The nonsense about Italian communist journalist Giuliana Sgrena summed up very thoroughly by Joe Gandleman of The Moderate Voice needs a few words about firing on speeding cars. In his book Thunder Run, the Armored Strike to Capture Baghdad, by David Zucchino writes about the armored column which penetrated and held Saddam's Baghdad palace, and the horribly fierce fighting at the intersections known as Objectives Curly, Larry and Moe. They are funny now, and the namer of those intersections had a sense of humor. But they will be remembered in as somber and respectful tones as TheHill Fights or any other fierce combat. (My apologies to any veterans reading, no slurs by omission intended. I've read The Hill Fights, it came to mind. I could have said Little Round Top, Bloody Nose Ridge or...). But read these few paragraphs:
"Cyclone Company had been at the circle for just five minutes when a white car streaked across the bridge, bearing down on the traffic circle. Barry could see three men inside. One of them was pointing a machine gun out a window. Barry gave the order to fire. Three tanks opened up, including Barry's own Abrams. The sedan caught fire and crashed. Two men climbed out and both went down, killed instantly by coax. Thirty seconds later, a white Jeep Cherokee sped down the bridge span. Coax and .50-caliber rounds shattered the windshield. The Cherokee exploded. The Fireball was huge-so big that Barry was certain the vehicle had been loaded with explosives. He knew the difference between a burning car and the detonating of explosives. This was a suicide car.

### The data

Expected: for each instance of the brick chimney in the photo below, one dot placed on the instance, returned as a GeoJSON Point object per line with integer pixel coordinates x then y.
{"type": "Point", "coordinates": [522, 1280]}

### Tasks to carry out
1. Answer these questions from the passage about firing on speeding cars, one answer per line.
(a) What names were given to the intersections where the fierce fighting took place?
(b) How many men could Barry see inside the white car?
(c) What vehicle sped down the bridge span thirty seconds later?
2. Continue the passage about firing on speeding cars from its final sentence.
The data has no part in this work.

### Responses per task
1.
(a) Objectives Curly, Larry and Moe.
(b) Three.
(c) A white Jeep Cherokee.

2.
And they kept coming-sedans, pickups, a Chevy Caprice, three cars in the first ten minutes, six more right after that. The tanks destroyed them all. It was incomprehensible. Barry kept thinking: "What the hell is wrong with these people?" They were trying to ram cars into tanks. It was futile-absolutely senseless. It was like they wanted to die, and as spectacularly as possible. Barry hated slaughtering them, and that's what it was-slaughter. They were the enemy-at least the ones he could see-but it gave Barry no pleasure to kill them. It got worse when smoke from burning vehicles made it difficult to see through the thermals and determine whether the people in the vehicles were armed.
Some of the gunners were distressed by the carnage. They tried to follow the rules of engagement for dealing with oncoming vehicles: first fire into the roadway, then into the engine block, and then, if the car kept coming, into the windshield to kill the driver. The gunners hoped the cars would stop and turn around after the first shots into the roadway,but they kept coming, and the gunners kept killing them."
Look at that fire control discipline!! Who will now tell us that car was fired on with no warning! That irrelevant Italian, a shame to all who carry that heritage.